• Ziel 1:
Suche aus der Auflistung unten jede Zeile heraus, in der die Zeichenfolge „crumpled“ vorkommt, und gib diese Zeilen unverändert wieder.

• Ausgewählter Auszug:
((
Dass du die Verwandtschaft zu Christian W. Röhl weder dementieren noch bestätigen kannst, lässt für mich nur einen Schluss zu: Du bist Christian W. Röhl. Aber ist tatsächlich immer noch besser, als Cathie Woods oder Elon Musk zu sein.
22.11.2022 21:45 - bearbeitet 23.11.2022 02:17
Hallo,
ein schönes Thema, schön lesbar dargestellt. Super. @Marin : Da habe ich beim Lesen gleich das Gefühl, dass da jemand etwas so richtig schön richtig gemacht hat.
"If anybody's responsible for the disappearing dividend, it's the U.S. government, which taxes corporate profits, then taxes corporate dividends at the full rate, for so-called unearned income. To help their shareholders avoid this double taxation, companies have abaandoned the dividend in favor of the buyback strategy, which boosts the stock price."
So Peter Lynch in "One up on Wall Street".
Auch bei uns ist jenseits der Freibeträge durch die Besteuerung der Dividenden eine Gesamtrendite von 8% längst noch keine Gesamtrendite von 8%.
Bei 4% Dividende plus 4% Kursgewinn = 8% fällt (Freibetrag als marginal ausgeklammert) jährlich ~ 7% Kapitalerhöhung an.
))
• Daten:
((
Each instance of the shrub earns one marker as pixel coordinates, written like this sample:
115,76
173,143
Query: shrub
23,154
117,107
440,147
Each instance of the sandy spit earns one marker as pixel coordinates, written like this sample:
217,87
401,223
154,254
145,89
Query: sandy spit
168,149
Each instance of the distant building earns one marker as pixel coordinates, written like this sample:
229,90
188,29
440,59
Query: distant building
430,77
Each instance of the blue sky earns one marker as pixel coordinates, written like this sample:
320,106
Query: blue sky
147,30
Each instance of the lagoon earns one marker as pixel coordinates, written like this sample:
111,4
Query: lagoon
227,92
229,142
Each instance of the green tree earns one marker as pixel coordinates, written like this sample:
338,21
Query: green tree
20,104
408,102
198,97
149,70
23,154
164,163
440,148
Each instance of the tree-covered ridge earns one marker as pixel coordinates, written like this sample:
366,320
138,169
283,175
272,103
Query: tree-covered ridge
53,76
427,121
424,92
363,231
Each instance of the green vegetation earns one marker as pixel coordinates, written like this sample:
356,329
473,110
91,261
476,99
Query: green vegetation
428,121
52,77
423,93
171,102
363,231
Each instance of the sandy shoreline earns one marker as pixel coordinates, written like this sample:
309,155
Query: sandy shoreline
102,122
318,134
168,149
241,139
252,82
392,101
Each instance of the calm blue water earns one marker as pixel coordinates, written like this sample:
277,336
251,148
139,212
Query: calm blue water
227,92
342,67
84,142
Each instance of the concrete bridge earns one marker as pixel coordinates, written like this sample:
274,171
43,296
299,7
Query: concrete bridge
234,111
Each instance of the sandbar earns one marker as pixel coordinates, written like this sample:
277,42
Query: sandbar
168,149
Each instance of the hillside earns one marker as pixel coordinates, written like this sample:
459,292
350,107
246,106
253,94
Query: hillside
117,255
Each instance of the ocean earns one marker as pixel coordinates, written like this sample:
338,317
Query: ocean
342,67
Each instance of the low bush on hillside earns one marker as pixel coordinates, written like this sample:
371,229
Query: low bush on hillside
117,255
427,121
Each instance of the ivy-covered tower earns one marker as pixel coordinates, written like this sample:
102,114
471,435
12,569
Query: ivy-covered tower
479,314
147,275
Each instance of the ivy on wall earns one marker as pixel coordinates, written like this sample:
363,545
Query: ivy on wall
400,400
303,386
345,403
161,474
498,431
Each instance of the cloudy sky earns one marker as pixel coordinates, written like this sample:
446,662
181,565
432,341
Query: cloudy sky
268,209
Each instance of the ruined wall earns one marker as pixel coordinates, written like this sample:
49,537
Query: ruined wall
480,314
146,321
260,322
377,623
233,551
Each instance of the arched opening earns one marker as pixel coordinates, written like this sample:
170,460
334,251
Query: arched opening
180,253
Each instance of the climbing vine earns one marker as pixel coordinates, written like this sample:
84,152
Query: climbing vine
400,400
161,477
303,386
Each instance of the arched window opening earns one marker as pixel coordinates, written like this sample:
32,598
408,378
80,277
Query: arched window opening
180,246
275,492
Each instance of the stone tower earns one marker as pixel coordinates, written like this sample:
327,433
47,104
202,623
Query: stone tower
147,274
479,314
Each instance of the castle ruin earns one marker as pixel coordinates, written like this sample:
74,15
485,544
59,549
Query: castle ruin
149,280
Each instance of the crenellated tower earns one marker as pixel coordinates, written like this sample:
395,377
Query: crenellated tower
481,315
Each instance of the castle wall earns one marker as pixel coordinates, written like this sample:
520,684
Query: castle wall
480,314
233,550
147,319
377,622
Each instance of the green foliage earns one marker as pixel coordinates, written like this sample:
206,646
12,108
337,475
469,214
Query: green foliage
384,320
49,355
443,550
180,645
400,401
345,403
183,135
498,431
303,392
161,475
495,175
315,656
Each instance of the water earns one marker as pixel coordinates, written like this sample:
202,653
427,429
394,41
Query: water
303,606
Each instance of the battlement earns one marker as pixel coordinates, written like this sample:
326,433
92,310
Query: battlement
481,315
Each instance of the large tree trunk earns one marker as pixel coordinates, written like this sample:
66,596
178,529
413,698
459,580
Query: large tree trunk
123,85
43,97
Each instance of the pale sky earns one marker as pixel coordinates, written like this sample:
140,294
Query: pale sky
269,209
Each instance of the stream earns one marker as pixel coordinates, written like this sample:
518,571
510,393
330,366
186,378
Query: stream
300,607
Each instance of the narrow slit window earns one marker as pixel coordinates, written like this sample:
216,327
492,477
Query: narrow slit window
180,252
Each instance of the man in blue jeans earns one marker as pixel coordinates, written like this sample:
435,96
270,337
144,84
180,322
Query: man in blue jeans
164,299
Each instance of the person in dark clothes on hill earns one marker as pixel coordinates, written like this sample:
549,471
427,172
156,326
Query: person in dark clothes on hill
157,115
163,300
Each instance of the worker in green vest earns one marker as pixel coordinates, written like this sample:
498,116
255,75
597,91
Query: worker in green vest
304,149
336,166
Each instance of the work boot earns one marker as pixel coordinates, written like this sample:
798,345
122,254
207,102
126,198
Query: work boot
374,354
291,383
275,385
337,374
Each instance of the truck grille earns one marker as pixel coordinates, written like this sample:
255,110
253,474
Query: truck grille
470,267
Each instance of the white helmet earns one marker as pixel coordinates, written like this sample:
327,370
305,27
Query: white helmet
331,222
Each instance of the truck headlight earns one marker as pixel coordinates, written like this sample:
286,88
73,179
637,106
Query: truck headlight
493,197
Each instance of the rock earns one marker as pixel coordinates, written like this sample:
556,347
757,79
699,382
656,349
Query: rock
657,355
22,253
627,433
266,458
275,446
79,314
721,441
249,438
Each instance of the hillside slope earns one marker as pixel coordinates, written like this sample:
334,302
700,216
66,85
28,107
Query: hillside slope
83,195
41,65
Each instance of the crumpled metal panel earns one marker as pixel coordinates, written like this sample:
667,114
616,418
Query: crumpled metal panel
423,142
))
• Ziel 2:
Gib den Absatz, der im Auszug oben mit „Dass du die Verwandtschaft“ beginnt, als knappe Stichpunktliste wieder.

• Ergebnis 1:
Each instance of the crumpled metal panel earns one marker as pixel coordinates, written like this sample:
Query: crumpled metal panel

• Ergebnis 2:
- Die Verwandtschaft zu Christian W. Röhl wird weder dementiert noch bestätigt.
- Daraus folgt nur ein Schluss: Du bist Christian W. Röhl.
- Das ist immer noch besser, als Cathie Woods oder Elon Musk zu sein.